SOURCE PASSAGE –
——

$A,B\in \mathbb{R}^{n\times n}$,$A,B\succeq 0$,$B-A\succeq 0$, prove $\Vert A \Vert_F \leq \Vert B \Vert_F $
(explain of sign: If $X \succeq 0$, then there exists
another matrix $Y \succeq 0$ such that $Y^2 = X$. Such $Y$ is not unique in general, but we may denote it as $X^{1/2}$.)
This is my homework. I have no idea at all but suspecting the "$Y^2 = X$" should be "$Y^TY = X$".
I tried to let $A=X^2, B=Y^2, B-A=Z^2$, then $\|B\|_F^2$ can be wrote as the sum of the products of the elements of $X$ and $Z$, but that seems doesn’t work.
$\|A+B\|_F^2=\|A\|_F^2+2\langle A,B\rangle_F+\|B\|_F^2$ may be useful, where $\langle A,B\rangle_{F}=\operatorname{trace}\left(A^{T}B\right)$.
Best Answer
Assume that $A, B$ are both symmetric.

——

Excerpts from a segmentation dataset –
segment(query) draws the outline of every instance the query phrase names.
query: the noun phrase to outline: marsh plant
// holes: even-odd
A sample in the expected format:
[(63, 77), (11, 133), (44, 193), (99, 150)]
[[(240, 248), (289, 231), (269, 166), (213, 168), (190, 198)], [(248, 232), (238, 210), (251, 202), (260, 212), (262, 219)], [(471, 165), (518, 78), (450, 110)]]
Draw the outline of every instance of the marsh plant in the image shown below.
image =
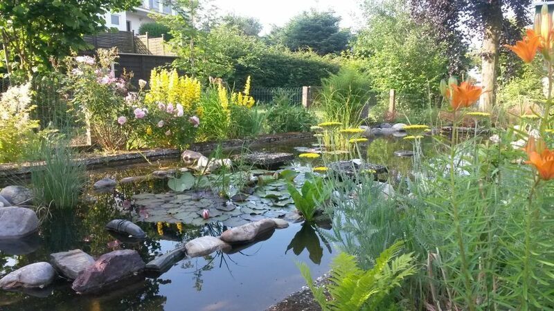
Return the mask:
[(86, 182), (86, 167), (66, 142), (45, 142), (42, 148), (44, 165), (31, 171), (31, 183), (38, 205), (51, 209), (76, 207)]

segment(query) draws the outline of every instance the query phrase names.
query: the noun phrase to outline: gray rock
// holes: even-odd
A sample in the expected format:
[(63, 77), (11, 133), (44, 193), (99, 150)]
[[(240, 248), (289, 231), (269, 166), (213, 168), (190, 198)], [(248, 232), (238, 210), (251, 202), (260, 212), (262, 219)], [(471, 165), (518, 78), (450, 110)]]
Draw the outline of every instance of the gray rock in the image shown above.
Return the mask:
[(129, 234), (134, 238), (143, 238), (146, 234), (140, 227), (123, 219), (114, 219), (106, 225), (106, 229), (116, 232)]
[(169, 270), (176, 262), (182, 259), (186, 253), (184, 247), (174, 249), (168, 253), (157, 257), (146, 264), (146, 270), (157, 272), (163, 272)]
[(406, 126), (406, 124), (404, 123), (396, 123), (395, 124), (393, 125), (392, 128), (395, 131), (404, 131), (404, 126)]
[(21, 186), (8, 186), (0, 191), (0, 196), (11, 203), (4, 204), (4, 206), (19, 205), (28, 203), (33, 200), (31, 191)]
[(17, 238), (37, 231), (39, 218), (32, 209), (9, 207), (0, 209), (0, 239)]
[(94, 264), (94, 258), (80, 249), (73, 249), (51, 254), (50, 262), (62, 275), (74, 280), (83, 270)]
[(109, 188), (114, 188), (117, 185), (116, 180), (106, 177), (94, 183), (93, 186), (95, 190), (104, 190)]
[(202, 153), (192, 150), (185, 150), (181, 153), (181, 159), (185, 162), (185, 165), (189, 167), (195, 164), (202, 157)]
[(275, 223), (277, 229), (285, 229), (289, 227), (289, 222), (281, 218), (271, 218)]
[(190, 257), (209, 255), (222, 249), (230, 249), (231, 245), (220, 239), (211, 236), (201, 236), (185, 245), (186, 254)]
[(71, 288), (79, 293), (98, 291), (141, 272), (144, 261), (135, 250), (122, 249), (105, 254), (73, 281)]
[(12, 206), (12, 203), (8, 202), (8, 200), (5, 199), (3, 196), (0, 196), (0, 207), (8, 206)]
[(18, 269), (0, 279), (0, 288), (42, 288), (50, 285), (55, 277), (56, 272), (50, 263), (35, 263)]
[(273, 220), (262, 219), (255, 223), (228, 229), (221, 234), (220, 238), (229, 244), (244, 243), (254, 241), (260, 234), (275, 229), (276, 227), (276, 225)]

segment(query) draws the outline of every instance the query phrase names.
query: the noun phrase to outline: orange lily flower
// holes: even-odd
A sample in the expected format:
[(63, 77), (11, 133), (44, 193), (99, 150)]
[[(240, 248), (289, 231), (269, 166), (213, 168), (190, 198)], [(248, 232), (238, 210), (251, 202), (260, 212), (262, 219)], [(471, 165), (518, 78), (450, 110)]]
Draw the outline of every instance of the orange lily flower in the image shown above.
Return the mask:
[(456, 84), (450, 86), (452, 88), (450, 104), (454, 110), (469, 107), (475, 104), (483, 93), (483, 88), (476, 86), (467, 81), (460, 84), (459, 86)]
[(535, 35), (533, 29), (527, 30), (527, 35), (524, 37), (524, 39), (518, 41), (515, 46), (504, 45), (506, 48), (512, 50), (526, 63), (530, 63), (535, 59), (537, 50), (541, 46), (541, 38)]
[(529, 157), (526, 164), (535, 166), (541, 178), (544, 180), (554, 178), (554, 151), (546, 148), (542, 140), (535, 142), (535, 138), (530, 136), (525, 151)]

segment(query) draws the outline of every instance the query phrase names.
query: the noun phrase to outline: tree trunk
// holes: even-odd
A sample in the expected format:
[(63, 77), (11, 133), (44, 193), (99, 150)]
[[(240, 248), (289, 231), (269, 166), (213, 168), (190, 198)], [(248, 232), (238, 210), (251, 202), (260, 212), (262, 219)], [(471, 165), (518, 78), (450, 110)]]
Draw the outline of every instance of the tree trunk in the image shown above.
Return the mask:
[(483, 14), (485, 33), (481, 52), (483, 93), (479, 102), (479, 110), (481, 111), (490, 111), (496, 101), (499, 41), (502, 31), (501, 0), (492, 1), (489, 6), (490, 10)]

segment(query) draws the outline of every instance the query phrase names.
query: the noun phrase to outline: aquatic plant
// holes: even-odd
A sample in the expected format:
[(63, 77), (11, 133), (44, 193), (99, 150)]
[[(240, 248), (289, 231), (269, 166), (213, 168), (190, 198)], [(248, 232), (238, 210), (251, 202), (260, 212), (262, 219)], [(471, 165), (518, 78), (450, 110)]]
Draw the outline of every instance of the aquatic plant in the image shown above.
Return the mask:
[(44, 165), (31, 171), (31, 183), (37, 205), (69, 209), (77, 207), (86, 182), (86, 167), (75, 159), (67, 142), (45, 142)]

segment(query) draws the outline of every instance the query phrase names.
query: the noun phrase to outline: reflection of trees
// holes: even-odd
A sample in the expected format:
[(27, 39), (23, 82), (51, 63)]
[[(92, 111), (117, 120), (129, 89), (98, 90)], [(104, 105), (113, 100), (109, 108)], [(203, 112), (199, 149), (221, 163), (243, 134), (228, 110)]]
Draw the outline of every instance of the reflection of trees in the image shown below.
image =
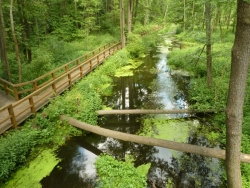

——

PROBLEM –
Can you carry on the forum thread about the Frobenius norm inequality, starting right after its last sentence? These rows were drawn from a separate source.

TASK OUTPUT –
Let $Z := B - A \succeq 0$. We have $$\|B\|_F^2 - \|A\|_F^2 = \mathrm{tr}((A + Z)^2) - \mathrm{tr}(A^2) = \mathrm{tr}(Z^2) + 2\mathrm{tr}(AZ) \ge 0$$ where we use $\mathrm{tr}(AZ) = \mathrm{tr}(A^{1/2}Z A^{1/2}) \ge 0.$
Another way.
Let $A = UVU^\top$ be the EVD. Let $C = U^\top BU$. From $B - A \succeq 0$, we have $C - V \succeq 0$. Thus, $C_{ii} - V_{ii} \ge 0$ for all $i$.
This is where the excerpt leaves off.